**TRY IT**
Pick each line containing "item" out of the records.

(Records from a data source)
-- Opening Marker --
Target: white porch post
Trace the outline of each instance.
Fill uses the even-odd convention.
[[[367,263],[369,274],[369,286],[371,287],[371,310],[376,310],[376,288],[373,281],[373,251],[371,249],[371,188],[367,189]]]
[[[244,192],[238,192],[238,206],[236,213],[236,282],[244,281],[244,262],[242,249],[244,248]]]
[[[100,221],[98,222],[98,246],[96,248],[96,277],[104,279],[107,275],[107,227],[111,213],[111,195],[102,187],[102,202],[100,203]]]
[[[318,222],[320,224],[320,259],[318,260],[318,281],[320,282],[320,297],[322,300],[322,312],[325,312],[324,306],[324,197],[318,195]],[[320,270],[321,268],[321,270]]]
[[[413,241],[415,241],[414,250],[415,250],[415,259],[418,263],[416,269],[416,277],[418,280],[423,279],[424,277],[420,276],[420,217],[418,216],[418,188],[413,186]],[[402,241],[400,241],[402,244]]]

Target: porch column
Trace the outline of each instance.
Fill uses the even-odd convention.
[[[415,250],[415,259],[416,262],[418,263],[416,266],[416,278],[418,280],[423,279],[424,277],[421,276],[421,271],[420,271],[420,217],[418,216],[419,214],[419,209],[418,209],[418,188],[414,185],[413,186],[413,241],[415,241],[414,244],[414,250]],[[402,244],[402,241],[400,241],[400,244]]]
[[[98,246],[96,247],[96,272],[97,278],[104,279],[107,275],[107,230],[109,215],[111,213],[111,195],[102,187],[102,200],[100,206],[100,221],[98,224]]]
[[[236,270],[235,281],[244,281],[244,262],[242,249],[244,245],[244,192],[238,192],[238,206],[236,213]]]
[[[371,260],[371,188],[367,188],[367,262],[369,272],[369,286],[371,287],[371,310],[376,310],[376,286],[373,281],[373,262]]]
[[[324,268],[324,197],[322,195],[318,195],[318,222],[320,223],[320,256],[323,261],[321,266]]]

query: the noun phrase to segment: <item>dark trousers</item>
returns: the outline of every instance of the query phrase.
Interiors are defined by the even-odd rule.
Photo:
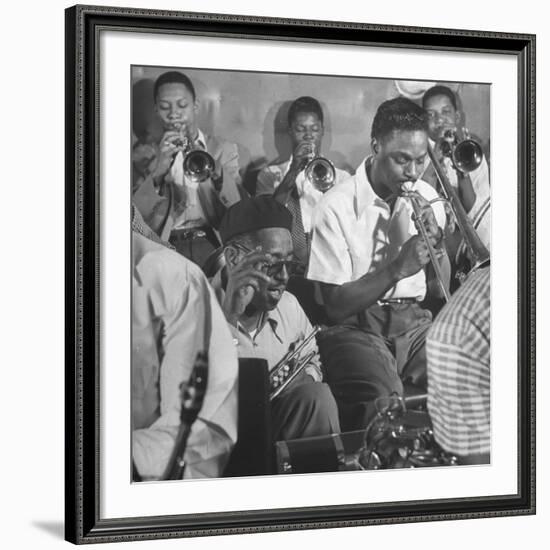
[[[366,427],[375,400],[392,392],[425,391],[425,336],[431,313],[418,304],[373,305],[360,324],[338,325],[319,336],[319,352],[343,431]]]
[[[334,396],[322,382],[291,384],[273,400],[271,420],[274,441],[340,433]]]

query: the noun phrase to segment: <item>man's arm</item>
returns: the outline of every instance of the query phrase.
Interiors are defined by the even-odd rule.
[[[149,265],[140,265],[140,270],[144,277],[147,270],[161,273],[157,277],[161,288],[151,287],[149,292],[151,307],[163,312],[160,417],[148,428],[134,430],[133,459],[143,478],[158,479],[164,472],[180,423],[179,385],[189,378],[196,353],[206,343],[208,391],[187,443],[185,477],[216,477],[236,441],[236,351],[216,298],[198,268],[187,266],[189,275],[183,266],[184,272],[174,275],[171,268],[181,267],[182,258],[172,258],[160,267],[163,258],[159,258],[151,254]],[[163,284],[167,279],[171,280]]]
[[[458,181],[458,196],[460,202],[462,206],[464,206],[466,213],[468,213],[472,210],[472,206],[474,206],[476,202],[476,192],[474,191],[470,174],[457,170],[456,178]]]
[[[341,285],[321,283],[327,315],[334,323],[341,323],[364,311],[401,279],[419,271],[425,265],[426,257],[427,249],[422,238],[415,235],[405,243],[396,260],[375,272]]]
[[[288,167],[288,171],[283,178],[283,181],[275,189],[273,198],[281,204],[286,204],[290,198],[290,194],[296,187],[296,178],[298,174],[307,166],[311,159],[311,142],[300,143],[292,154],[292,162]]]
[[[296,178],[298,177],[298,174],[301,172],[301,168],[299,165],[290,165],[290,168],[288,169],[288,172],[285,174],[285,177],[283,178],[283,181],[279,184],[277,189],[275,189],[275,192],[273,193],[273,198],[285,205],[288,202],[288,199],[290,198],[290,194],[292,193],[292,190],[296,186]]]
[[[333,195],[331,199],[341,200],[341,197]],[[327,315],[335,323],[365,310],[398,281],[420,271],[428,261],[425,242],[419,235],[413,235],[393,261],[351,280],[352,262],[338,216],[323,202],[314,215],[307,276],[321,284]]]

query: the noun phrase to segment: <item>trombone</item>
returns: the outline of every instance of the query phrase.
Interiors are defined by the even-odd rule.
[[[291,345],[283,358],[273,367],[269,373],[269,400],[273,401],[307,366],[313,359],[316,351],[310,351],[304,357],[300,357],[303,349],[315,338],[321,330],[319,325],[315,325],[309,335],[296,346]],[[293,347],[294,346],[294,347]]]
[[[446,138],[444,137],[445,142],[448,143],[448,139],[450,137],[451,136],[447,136]],[[456,143],[449,144],[450,149],[447,151],[446,156],[451,157],[451,160],[459,170],[470,172],[472,170],[475,170],[481,164],[481,160],[483,158],[481,146],[469,137],[462,141],[457,141],[456,134],[453,134],[453,139],[456,141]],[[479,238],[479,235],[477,234],[477,231],[475,230],[470,218],[468,217],[468,214],[466,214],[466,210],[464,210],[464,206],[462,206],[462,202],[460,202],[460,199],[458,198],[454,187],[451,185],[451,182],[449,181],[445,170],[442,168],[439,160],[436,158],[435,153],[429,143],[428,156],[432,161],[435,173],[442,189],[442,193],[444,195],[441,198],[435,199],[434,201],[432,201],[432,203],[439,200],[444,201],[453,211],[458,229],[462,235],[462,240],[470,254],[472,264],[470,272],[478,269],[479,267],[487,265],[490,261],[489,251]],[[411,201],[420,235],[422,236],[426,243],[426,246],[428,247],[428,255],[430,256],[430,262],[433,266],[437,282],[439,283],[445,301],[448,302],[450,297],[449,291],[445,284],[439,262],[437,261],[437,252],[435,251],[429,240],[428,231],[426,229],[426,226],[424,225],[424,222],[422,221],[422,208],[418,202],[418,199],[412,191],[402,189],[402,196],[409,198]]]

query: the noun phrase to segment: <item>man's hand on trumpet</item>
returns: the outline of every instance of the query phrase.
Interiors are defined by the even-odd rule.
[[[273,197],[281,204],[286,204],[292,190],[296,187],[298,174],[307,166],[315,154],[313,141],[302,141],[292,153],[292,162],[281,184],[275,189]]]
[[[431,204],[418,192],[411,191],[411,198],[416,201],[420,208],[421,219],[416,219],[416,216],[413,214],[412,219],[416,230],[421,235],[420,223],[424,225],[428,238],[430,239],[430,244],[434,248],[441,248],[443,244],[443,230],[435,219],[434,211],[431,207]]]
[[[160,140],[157,165],[153,173],[155,183],[164,178],[174,162],[174,157],[183,151],[181,132],[178,130],[167,130]]]
[[[400,281],[415,275],[430,261],[426,241],[421,235],[413,235],[403,244],[399,255],[393,262],[395,279]]]
[[[292,162],[290,170],[301,172],[308,162],[315,155],[315,143],[313,141],[302,141],[292,153]]]

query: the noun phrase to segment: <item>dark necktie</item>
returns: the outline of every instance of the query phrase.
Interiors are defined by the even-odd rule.
[[[294,255],[304,266],[308,263],[308,242],[302,222],[302,209],[300,208],[300,197],[296,185],[292,188],[286,207],[290,210],[294,223],[292,224],[292,242],[294,244]]]

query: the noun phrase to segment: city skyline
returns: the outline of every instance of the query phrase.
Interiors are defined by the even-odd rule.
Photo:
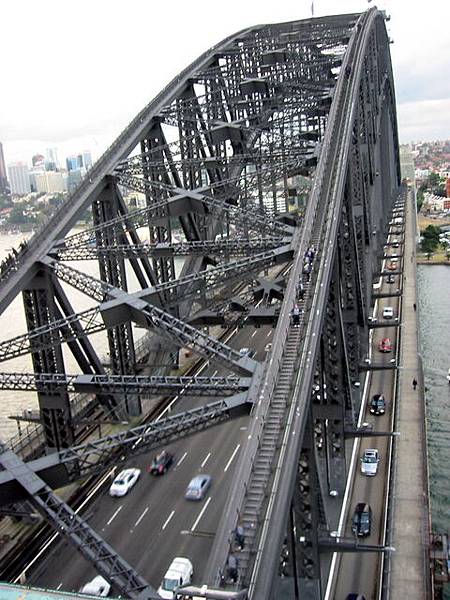
[[[450,138],[450,80],[442,75],[450,61],[450,40],[443,29],[450,6],[438,0],[430,0],[426,9],[408,0],[380,0],[377,5],[392,17],[387,28],[394,40],[391,53],[400,141]],[[42,0],[39,5],[5,0],[3,14],[11,23],[0,40],[2,55],[10,56],[5,66],[10,85],[0,97],[5,161],[29,161],[32,154],[44,154],[49,146],[57,147],[60,157],[88,147],[96,158],[173,77],[227,35],[256,22],[309,18],[312,7],[319,17],[362,12],[369,6],[367,0],[308,0],[295,6],[288,0],[276,6],[262,0],[255,10],[228,0],[228,9],[218,20],[208,3],[194,0],[189,6],[177,5],[177,18],[169,22],[163,7],[142,0],[130,0],[127,9],[115,2],[99,0],[92,5],[80,0],[78,10],[70,13],[68,28],[67,11],[56,0]],[[25,21],[24,11],[29,17]],[[105,11],[107,29],[99,26]],[[146,25],[150,17],[151,35]],[[14,33],[14,24],[19,23],[21,44]],[[65,57],[80,45],[81,38],[83,60],[76,65],[78,76],[67,79],[64,86],[48,86],[30,56],[35,49],[51,55],[52,66],[46,68],[65,76]],[[175,50],[173,39],[177,40]],[[162,54],[164,60],[159,58]],[[27,77],[22,77],[25,71]]]

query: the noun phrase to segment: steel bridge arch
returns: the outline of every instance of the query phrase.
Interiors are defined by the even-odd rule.
[[[295,564],[289,565],[283,584],[287,582],[294,594],[299,590],[312,590],[314,596],[311,597],[319,598],[321,595],[319,532],[321,535],[328,533],[325,496],[330,483],[330,465],[336,469],[332,483],[338,486],[339,477],[345,473],[344,428],[354,425],[359,403],[359,392],[354,384],[367,346],[368,309],[372,280],[377,271],[376,254],[385,233],[388,210],[400,183],[394,87],[383,21],[384,15],[371,9],[362,16],[344,15],[257,26],[234,34],[211,48],[136,116],[94,165],[70,197],[70,202],[52,217],[42,232],[32,238],[16,270],[1,282],[1,311],[19,291],[24,291],[29,307],[30,334],[20,342],[11,340],[11,343],[16,348],[19,344],[29,343],[31,352],[38,357],[35,369],[37,374],[42,375],[42,380],[48,381],[48,385],[52,381],[56,384],[64,380],[61,356],[58,350],[56,353],[49,350],[53,341],[56,341],[56,348],[62,343],[72,344],[71,349],[83,373],[102,375],[98,357],[86,341],[89,333],[98,330],[99,322],[89,321],[86,325],[86,321],[80,321],[74,324],[75,311],[58,287],[51,267],[58,252],[63,255],[71,247],[68,239],[66,242],[64,238],[78,215],[92,204],[95,225],[92,239],[99,249],[101,280],[83,277],[70,268],[64,269],[64,277],[60,269],[58,276],[63,281],[82,286],[99,302],[99,313],[95,317],[100,316],[104,328],[113,331],[110,348],[117,365],[115,374],[123,375],[124,381],[134,368],[129,325],[134,321],[178,343],[192,344],[203,356],[220,359],[222,364],[238,373],[252,374],[248,404],[254,406],[253,426],[256,428],[265,418],[260,412],[262,407],[269,408],[274,403],[277,390],[281,389],[277,384],[283,365],[288,362],[287,346],[289,343],[296,345],[295,356],[289,359],[291,376],[299,366],[301,373],[293,377],[294,386],[285,393],[285,412],[276,419],[279,419],[277,435],[281,442],[279,447],[278,442],[275,444],[271,457],[272,463],[277,465],[275,471],[282,469],[284,476],[274,475],[270,472],[272,467],[269,468],[266,474],[268,487],[264,493],[270,501],[263,500],[260,505],[264,514],[269,516],[261,519],[262,524],[257,523],[254,539],[247,547],[248,556],[242,556],[239,565],[237,585],[248,589],[250,598],[276,597],[277,585],[280,585],[278,562],[286,537],[289,538],[288,545],[291,555],[295,556]],[[323,44],[326,45],[329,39],[329,56],[318,49],[320,44],[317,38],[314,39],[320,31],[324,33]],[[301,62],[297,57],[298,72],[288,68],[283,70],[279,65],[292,60],[292,49],[296,47],[306,48],[306,59]],[[339,53],[333,55],[333,49],[337,47],[346,47],[343,62],[342,56],[336,58]],[[240,53],[245,54],[249,63],[254,61],[248,71],[239,63],[237,57]],[[225,62],[221,64],[221,60]],[[320,70],[320,61],[324,64],[323,71]],[[224,65],[230,65],[232,77],[229,85],[223,81]],[[337,79],[333,69],[340,73]],[[261,76],[264,72],[269,73],[266,79]],[[252,77],[252,73],[256,76]],[[194,88],[199,80],[207,82],[204,86],[206,100],[195,95]],[[268,93],[267,81],[273,86],[272,96]],[[298,91],[302,86],[309,90],[309,96]],[[292,89],[297,90],[297,96],[286,91]],[[277,94],[285,102],[281,109]],[[333,97],[331,104],[330,94]],[[296,120],[296,106],[301,101],[304,102],[302,110],[305,114],[308,111],[315,114],[314,125],[306,117],[302,122],[300,118]],[[240,114],[245,116],[243,124],[239,122]],[[280,114],[292,115],[291,140],[288,136],[283,137],[286,136],[284,127],[289,126],[291,117],[286,118],[278,130],[277,119],[282,121],[285,118]],[[164,121],[178,124],[178,160],[173,155],[174,146],[165,139],[161,126]],[[260,141],[270,135],[274,135],[273,139],[279,143],[278,154],[273,152],[273,148],[264,148]],[[314,149],[303,143],[314,138],[320,140]],[[383,154],[382,160],[379,148],[384,142],[388,152]],[[130,156],[137,146],[140,146],[140,155],[137,158],[133,154]],[[255,148],[263,167],[252,176],[247,165],[255,162]],[[246,153],[250,158],[246,158]],[[334,168],[337,166],[339,168]],[[275,180],[278,177],[283,181],[281,198],[286,201],[287,174],[300,171],[314,174],[314,182],[304,220],[299,225],[292,218],[279,214],[282,211],[278,205],[283,202],[279,202],[276,185],[271,178]],[[205,185],[204,177],[208,178],[208,185]],[[245,180],[246,186],[251,183],[257,191],[251,201],[246,197],[243,186],[239,188],[240,178]],[[151,261],[145,257],[139,244],[136,229],[140,216],[135,214],[137,211],[127,211],[118,184],[130,188],[134,185],[146,197],[147,214],[151,213],[155,219],[155,224],[148,223],[151,244],[160,251],[159,255],[151,257]],[[263,210],[262,197],[269,193],[274,199],[271,211]],[[218,202],[222,205],[219,206]],[[259,215],[259,220],[250,221],[246,214],[248,207],[250,210],[259,207],[259,212],[254,213]],[[277,322],[276,341],[267,360],[265,374],[255,361],[241,358],[231,348],[207,336],[199,337],[195,328],[185,323],[188,315],[185,304],[176,299],[172,255],[177,248],[172,245],[172,219],[179,218],[187,243],[198,246],[215,238],[217,217],[223,215],[227,223],[236,224],[246,234],[249,246],[258,231],[269,231],[271,239],[268,239],[268,244],[270,242],[275,250],[278,249],[270,259],[262,253],[249,259],[248,281],[268,264],[275,264],[276,256],[294,253],[279,316],[274,316],[274,322]],[[299,226],[295,228],[295,225]],[[326,248],[321,246],[323,243],[327,244]],[[313,273],[306,278],[303,276],[304,254],[311,244],[317,244],[316,256],[313,258]],[[130,251],[128,254],[122,251],[122,255],[112,257],[110,249],[120,245],[128,245]],[[140,248],[140,254],[133,253],[134,247]],[[78,250],[83,252],[82,243]],[[168,250],[167,254],[165,250]],[[127,292],[125,256],[143,288],[138,294]],[[207,251],[205,256],[208,256]],[[219,263],[218,277],[220,268]],[[223,267],[223,273],[224,276],[230,273],[229,264]],[[238,261],[235,273],[242,274],[242,263],[238,264]],[[198,292],[199,296],[204,296],[204,307],[209,308],[215,299],[208,288],[211,273],[205,268],[205,258],[193,254],[185,263],[182,275],[187,278],[183,285],[189,285],[191,293]],[[301,280],[308,288],[304,298],[299,298]],[[158,306],[176,308],[164,311],[153,306],[149,297],[158,297]],[[298,335],[293,336],[290,314],[292,306],[299,300],[303,302],[304,314],[308,318],[304,319]],[[46,310],[38,310],[40,306],[46,306]],[[211,318],[211,315],[202,318]],[[7,359],[8,354],[5,353],[3,360]],[[336,363],[342,359],[346,367],[339,370]],[[49,370],[45,371],[45,368]],[[44,396],[42,418],[45,421],[46,415],[48,417],[47,441],[53,447],[59,444],[71,446],[67,392],[66,395],[58,392],[59,404],[55,410],[51,403],[46,404],[45,390],[38,389]],[[98,401],[108,408],[117,406],[114,398],[102,397],[102,394],[98,394]],[[246,402],[243,401],[243,404]],[[139,407],[128,405],[126,409],[139,410]],[[332,454],[328,463],[322,448],[318,447],[317,436],[317,429],[319,433],[325,431],[325,422],[332,422],[326,432],[327,447]],[[285,433],[289,432],[288,425],[295,429],[295,444],[290,443],[290,434]],[[258,430],[258,434],[262,439],[264,430]],[[230,491],[229,508],[216,535],[206,575],[208,582],[214,585],[223,583],[223,574],[226,574],[227,562],[233,553],[230,532],[236,528],[237,515],[242,518],[243,503],[248,501],[248,490],[261,449],[255,444],[257,439],[258,436],[255,436],[248,444],[248,452],[239,465]],[[283,448],[284,462],[279,461],[280,448]],[[50,463],[55,464],[55,455]],[[3,465],[8,471],[5,464],[7,461]],[[42,471],[32,464],[29,468],[36,478],[42,474],[45,480],[45,466]],[[302,477],[305,472],[302,473],[302,469],[306,469],[313,481],[306,500],[298,493],[304,487]],[[286,476],[286,473],[289,475]],[[76,478],[76,469],[71,476]],[[64,474],[64,479],[66,477]],[[240,489],[243,484],[247,488],[245,492]],[[52,481],[51,485],[56,485],[56,481]],[[37,482],[36,489],[45,489],[47,504],[54,504],[48,486]],[[25,491],[31,502],[36,501],[30,489],[25,487]],[[274,509],[269,514],[267,504],[270,503]],[[314,503],[315,509],[311,510]],[[306,506],[310,507],[312,522],[317,525],[317,535],[306,533],[308,549],[305,551],[291,534],[294,524],[299,532],[302,526],[306,526],[306,521],[302,521],[302,514],[307,512]],[[42,501],[39,507],[45,513]],[[259,514],[257,517],[259,519]],[[55,523],[54,516],[49,520]],[[60,524],[63,525],[62,520]],[[72,541],[77,544],[76,540]],[[95,554],[89,558],[99,565]],[[108,565],[101,566],[101,572],[112,578],[113,583],[130,597],[136,597],[136,587],[132,587],[131,592],[127,587],[131,580],[133,586],[139,587],[139,593],[146,585],[142,578],[133,579],[129,565],[127,572],[131,575],[125,582],[119,581],[115,575],[111,576],[115,571],[108,569]],[[226,577],[225,583],[230,584]],[[148,590],[149,594],[154,593],[150,587]]]

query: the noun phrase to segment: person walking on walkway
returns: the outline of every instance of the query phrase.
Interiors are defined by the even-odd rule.
[[[414,379],[412,380],[412,384],[413,384],[413,389],[415,390],[417,387],[417,379],[414,377]]]
[[[413,304],[413,309],[414,309],[414,312],[416,312],[417,306],[416,306],[416,303],[415,303],[415,302],[414,302],[414,304]]]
-- Closing Marker --
**YOUR RESPONSE**
query: the noun phrase to segment: <item>dark trousers</item>
query: the noun phrase to segment: <item>man's arm</item>
query: the noun phrase to segment: <item>trombone</item>
query: the noun phrase to segment: <item>man's hand on trumpet</item>
query: the noun phrase to segment: <item>dark necktie</item>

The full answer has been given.